*Work instructions:* Change "chef jacket" to "chef coat" in the rows from the line with "Teacher note: have the class pick out the round" up to and including the line with "(1088, 492)", and give back only those lines with nothing else altered.

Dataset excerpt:
* BEGIN *
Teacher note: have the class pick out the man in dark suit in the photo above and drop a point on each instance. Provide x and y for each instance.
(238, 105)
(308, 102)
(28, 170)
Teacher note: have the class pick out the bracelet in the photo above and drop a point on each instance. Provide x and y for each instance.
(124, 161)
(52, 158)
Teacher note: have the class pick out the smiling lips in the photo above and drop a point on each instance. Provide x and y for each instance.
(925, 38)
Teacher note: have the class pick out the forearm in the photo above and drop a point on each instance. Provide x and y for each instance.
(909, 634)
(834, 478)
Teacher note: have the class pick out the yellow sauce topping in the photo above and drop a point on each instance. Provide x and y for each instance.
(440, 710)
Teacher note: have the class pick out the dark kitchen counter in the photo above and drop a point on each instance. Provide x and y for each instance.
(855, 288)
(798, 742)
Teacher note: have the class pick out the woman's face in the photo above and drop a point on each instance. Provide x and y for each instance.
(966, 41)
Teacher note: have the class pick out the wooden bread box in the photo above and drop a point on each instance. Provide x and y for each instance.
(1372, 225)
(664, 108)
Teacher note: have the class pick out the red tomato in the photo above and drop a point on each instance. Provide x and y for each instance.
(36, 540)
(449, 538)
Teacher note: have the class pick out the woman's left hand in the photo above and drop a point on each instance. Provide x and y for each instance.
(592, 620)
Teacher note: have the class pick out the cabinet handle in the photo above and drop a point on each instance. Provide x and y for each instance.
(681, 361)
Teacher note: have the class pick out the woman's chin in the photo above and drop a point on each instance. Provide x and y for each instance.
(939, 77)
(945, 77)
* END *
* BEGIN *
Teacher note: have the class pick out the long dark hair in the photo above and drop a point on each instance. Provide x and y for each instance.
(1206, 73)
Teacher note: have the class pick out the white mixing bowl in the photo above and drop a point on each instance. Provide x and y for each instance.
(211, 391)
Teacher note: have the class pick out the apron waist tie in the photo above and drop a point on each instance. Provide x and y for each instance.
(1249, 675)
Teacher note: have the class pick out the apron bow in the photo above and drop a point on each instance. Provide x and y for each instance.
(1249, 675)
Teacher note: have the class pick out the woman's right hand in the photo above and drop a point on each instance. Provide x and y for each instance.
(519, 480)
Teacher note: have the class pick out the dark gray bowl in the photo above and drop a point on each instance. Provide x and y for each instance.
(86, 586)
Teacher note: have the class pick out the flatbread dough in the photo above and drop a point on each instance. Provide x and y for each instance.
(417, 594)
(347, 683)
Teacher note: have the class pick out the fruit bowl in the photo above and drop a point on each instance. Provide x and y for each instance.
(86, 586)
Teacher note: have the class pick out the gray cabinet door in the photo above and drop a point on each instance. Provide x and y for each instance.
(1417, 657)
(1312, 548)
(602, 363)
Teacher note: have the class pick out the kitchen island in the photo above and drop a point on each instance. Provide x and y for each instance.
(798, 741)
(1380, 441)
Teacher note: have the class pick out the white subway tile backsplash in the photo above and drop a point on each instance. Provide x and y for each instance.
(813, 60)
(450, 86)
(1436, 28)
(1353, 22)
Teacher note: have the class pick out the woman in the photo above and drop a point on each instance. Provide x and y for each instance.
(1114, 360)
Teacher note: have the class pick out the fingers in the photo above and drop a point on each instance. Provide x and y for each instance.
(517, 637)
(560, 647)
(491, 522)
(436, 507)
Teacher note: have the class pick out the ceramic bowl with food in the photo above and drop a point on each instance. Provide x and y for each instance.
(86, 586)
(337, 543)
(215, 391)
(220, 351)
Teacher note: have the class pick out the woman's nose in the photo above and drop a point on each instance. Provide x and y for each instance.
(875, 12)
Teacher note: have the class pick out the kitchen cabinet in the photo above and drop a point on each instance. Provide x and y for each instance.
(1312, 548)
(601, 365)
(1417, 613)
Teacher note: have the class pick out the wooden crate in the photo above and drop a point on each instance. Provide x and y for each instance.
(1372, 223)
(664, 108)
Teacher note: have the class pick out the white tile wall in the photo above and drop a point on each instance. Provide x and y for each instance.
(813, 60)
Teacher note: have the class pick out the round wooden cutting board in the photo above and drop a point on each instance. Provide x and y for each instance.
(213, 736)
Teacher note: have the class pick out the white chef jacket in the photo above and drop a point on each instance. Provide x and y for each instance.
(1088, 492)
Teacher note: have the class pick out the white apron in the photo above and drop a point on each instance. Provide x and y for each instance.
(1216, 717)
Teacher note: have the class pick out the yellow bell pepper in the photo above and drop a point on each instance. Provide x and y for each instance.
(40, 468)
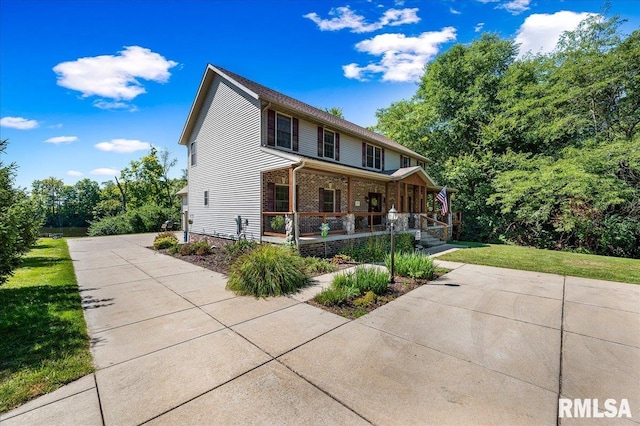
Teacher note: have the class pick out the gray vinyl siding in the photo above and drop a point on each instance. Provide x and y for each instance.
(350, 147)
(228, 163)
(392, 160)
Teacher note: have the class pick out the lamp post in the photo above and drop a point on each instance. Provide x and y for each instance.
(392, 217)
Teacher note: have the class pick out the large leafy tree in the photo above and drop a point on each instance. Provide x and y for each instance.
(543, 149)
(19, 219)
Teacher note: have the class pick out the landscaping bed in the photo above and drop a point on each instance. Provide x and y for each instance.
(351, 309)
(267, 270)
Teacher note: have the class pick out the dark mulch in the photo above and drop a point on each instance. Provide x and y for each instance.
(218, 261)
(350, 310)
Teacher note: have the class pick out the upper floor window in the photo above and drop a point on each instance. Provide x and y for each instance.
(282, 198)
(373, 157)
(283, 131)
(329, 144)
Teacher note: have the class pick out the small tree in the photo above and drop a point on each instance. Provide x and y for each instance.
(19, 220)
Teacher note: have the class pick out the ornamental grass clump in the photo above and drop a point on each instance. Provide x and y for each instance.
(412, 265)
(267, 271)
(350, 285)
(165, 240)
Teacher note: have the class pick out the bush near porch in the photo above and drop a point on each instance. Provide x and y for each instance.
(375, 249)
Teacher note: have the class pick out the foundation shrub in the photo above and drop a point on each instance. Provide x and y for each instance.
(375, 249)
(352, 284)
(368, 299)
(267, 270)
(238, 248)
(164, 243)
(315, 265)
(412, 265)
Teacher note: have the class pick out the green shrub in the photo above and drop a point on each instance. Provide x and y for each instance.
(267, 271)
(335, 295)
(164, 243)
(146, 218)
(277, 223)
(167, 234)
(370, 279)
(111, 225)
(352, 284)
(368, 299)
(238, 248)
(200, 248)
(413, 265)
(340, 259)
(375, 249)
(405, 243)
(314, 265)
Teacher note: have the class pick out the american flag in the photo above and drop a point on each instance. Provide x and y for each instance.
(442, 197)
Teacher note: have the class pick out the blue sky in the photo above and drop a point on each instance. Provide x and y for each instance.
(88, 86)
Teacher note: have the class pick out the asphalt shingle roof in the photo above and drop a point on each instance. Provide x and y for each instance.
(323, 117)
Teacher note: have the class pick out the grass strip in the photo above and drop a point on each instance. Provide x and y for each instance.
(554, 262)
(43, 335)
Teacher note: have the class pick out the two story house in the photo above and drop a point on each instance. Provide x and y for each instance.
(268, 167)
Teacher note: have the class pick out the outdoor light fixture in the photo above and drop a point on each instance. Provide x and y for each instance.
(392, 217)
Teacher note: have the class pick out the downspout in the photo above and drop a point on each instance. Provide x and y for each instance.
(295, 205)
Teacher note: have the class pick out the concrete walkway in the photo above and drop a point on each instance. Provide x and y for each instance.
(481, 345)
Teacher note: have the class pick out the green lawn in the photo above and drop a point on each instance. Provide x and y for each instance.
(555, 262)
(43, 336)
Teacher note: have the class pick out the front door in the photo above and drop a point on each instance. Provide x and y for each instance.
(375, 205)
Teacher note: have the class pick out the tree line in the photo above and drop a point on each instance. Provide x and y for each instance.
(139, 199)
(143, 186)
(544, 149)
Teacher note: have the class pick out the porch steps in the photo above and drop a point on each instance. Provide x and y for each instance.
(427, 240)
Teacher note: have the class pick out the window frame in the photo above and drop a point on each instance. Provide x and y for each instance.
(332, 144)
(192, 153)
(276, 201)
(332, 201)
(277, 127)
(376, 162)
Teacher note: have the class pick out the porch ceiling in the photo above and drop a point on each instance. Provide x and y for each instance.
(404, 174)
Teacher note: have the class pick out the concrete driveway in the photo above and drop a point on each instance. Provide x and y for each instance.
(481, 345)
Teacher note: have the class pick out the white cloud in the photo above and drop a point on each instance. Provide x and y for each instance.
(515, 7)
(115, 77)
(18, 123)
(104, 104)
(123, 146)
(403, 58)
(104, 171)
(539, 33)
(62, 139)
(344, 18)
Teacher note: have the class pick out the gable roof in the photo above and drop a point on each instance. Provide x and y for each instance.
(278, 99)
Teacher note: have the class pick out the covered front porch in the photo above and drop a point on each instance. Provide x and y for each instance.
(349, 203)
* END *
*Worked solution:*
Teacher note: have the class pick out the round wooden cutting board in the photo above and drop a point on each instance. Provide x and y for each instance.
(213, 736)
Teacher note: have the class pick out the white chef coat in the photo above and drop a point on each instance. Provide x and y for each instance.
(1088, 492)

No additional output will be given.